> _WRITTEN EXERCISE_
Rewrite the records below, putting "formatted specimen" in place of "formatted sample" at every occurrence and leaving everything else unchanged.

** START **

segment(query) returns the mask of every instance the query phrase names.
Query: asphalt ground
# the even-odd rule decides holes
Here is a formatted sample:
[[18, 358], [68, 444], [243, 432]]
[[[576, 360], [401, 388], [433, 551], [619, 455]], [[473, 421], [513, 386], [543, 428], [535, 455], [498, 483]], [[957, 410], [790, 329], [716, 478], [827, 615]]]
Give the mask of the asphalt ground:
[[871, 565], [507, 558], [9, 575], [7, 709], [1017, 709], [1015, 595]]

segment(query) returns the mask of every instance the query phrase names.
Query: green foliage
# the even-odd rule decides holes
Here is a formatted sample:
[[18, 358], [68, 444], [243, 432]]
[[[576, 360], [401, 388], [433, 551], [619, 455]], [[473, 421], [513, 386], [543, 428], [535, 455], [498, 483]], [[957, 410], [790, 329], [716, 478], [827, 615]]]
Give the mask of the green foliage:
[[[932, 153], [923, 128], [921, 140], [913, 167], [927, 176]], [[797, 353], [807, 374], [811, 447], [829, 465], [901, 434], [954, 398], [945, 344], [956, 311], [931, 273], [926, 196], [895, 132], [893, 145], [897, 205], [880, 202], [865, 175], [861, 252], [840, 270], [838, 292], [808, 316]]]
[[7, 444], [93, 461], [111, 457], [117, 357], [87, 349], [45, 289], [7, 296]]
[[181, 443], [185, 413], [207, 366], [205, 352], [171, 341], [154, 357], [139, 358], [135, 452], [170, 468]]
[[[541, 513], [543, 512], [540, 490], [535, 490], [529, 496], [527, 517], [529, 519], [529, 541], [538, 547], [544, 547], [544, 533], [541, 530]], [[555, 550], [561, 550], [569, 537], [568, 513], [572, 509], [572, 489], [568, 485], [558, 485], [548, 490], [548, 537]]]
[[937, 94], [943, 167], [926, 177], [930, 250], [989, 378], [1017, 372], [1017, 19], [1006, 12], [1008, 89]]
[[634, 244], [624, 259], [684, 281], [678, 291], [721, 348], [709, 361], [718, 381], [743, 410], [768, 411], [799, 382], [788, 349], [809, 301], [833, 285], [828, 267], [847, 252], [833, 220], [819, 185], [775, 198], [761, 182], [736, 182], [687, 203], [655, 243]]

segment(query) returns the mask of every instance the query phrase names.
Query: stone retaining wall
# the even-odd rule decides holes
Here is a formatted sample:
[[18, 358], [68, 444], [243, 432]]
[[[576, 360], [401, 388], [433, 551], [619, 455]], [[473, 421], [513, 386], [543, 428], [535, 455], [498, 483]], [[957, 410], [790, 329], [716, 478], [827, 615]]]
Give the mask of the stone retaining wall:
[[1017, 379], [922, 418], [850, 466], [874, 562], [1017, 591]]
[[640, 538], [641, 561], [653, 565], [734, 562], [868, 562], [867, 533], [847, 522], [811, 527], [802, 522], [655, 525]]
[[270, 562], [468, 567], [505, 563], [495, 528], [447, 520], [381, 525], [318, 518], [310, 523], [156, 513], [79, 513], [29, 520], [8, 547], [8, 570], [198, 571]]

** END **

> _EXERCISE OUTPUT_
segment(query) returns the mask of every instance the query phrase names.
Query: asphalt ground
# the even-odd rule decides holes
Here is a formatted specimen:
[[18, 358], [68, 444], [243, 432]]
[[[576, 360], [401, 388], [433, 551], [619, 455]], [[473, 421], [513, 386], [543, 428], [535, 455], [498, 483]], [[957, 410], [790, 329], [716, 478], [827, 615]]]
Give the mask of the asphalt ground:
[[871, 565], [507, 558], [9, 575], [7, 709], [1017, 709], [1015, 595]]

segment(query) returns the mask of every instance the query phrase names.
Query: green foliage
# the even-odd rule decides holes
Here is a formatted specimen:
[[18, 358], [68, 444], [243, 432]]
[[[576, 360], [401, 388], [433, 551], [619, 455]], [[473, 421], [513, 386], [543, 428], [535, 455], [498, 483]], [[957, 410], [790, 329], [716, 478], [827, 615]]]
Give the mask of the green foliage:
[[[932, 153], [923, 128], [921, 140], [913, 167], [927, 176]], [[797, 353], [807, 374], [811, 447], [829, 465], [901, 434], [954, 398], [945, 344], [956, 311], [931, 273], [926, 196], [895, 132], [893, 145], [897, 205], [880, 202], [865, 175], [861, 252], [840, 270], [838, 292], [808, 316]]]
[[7, 444], [93, 461], [111, 457], [117, 357], [87, 349], [45, 289], [7, 296]]
[[181, 443], [185, 413], [207, 366], [205, 352], [171, 341], [154, 357], [139, 358], [135, 452], [170, 468]]
[[[541, 513], [543, 512], [540, 490], [535, 490], [529, 496], [527, 517], [529, 519], [529, 541], [538, 547], [544, 547], [544, 533], [541, 530]], [[555, 550], [561, 550], [569, 537], [568, 513], [572, 509], [572, 489], [568, 485], [558, 485], [548, 490], [548, 537]]]
[[937, 94], [943, 167], [926, 177], [930, 250], [989, 378], [1017, 372], [1017, 19], [1006, 12], [1008, 89]]
[[634, 244], [624, 259], [684, 281], [678, 291], [721, 348], [709, 361], [718, 381], [743, 410], [768, 411], [799, 382], [788, 349], [809, 301], [833, 285], [828, 267], [847, 252], [833, 220], [819, 185], [775, 198], [761, 182], [736, 182], [687, 203], [655, 243]]

segment(query) returns the mask of every instance the query phrase names.
Query: stone retaining wall
# the even-odd rule decides holes
Here is a formatted specimen:
[[18, 358], [68, 444], [243, 432]]
[[[576, 360], [401, 388], [433, 551], [619, 455]], [[473, 421], [513, 386], [543, 428], [535, 455], [498, 483]], [[957, 410], [790, 329], [716, 478], [827, 615]]]
Give the mask of the stone retaining wall:
[[1017, 379], [922, 418], [850, 466], [874, 562], [1017, 591]]
[[640, 538], [641, 561], [653, 565], [734, 562], [868, 562], [867, 533], [847, 522], [811, 527], [802, 522], [655, 525]]
[[270, 562], [468, 567], [505, 563], [495, 528], [447, 520], [381, 525], [318, 518], [310, 523], [156, 513], [79, 513], [29, 520], [8, 547], [8, 570], [198, 571]]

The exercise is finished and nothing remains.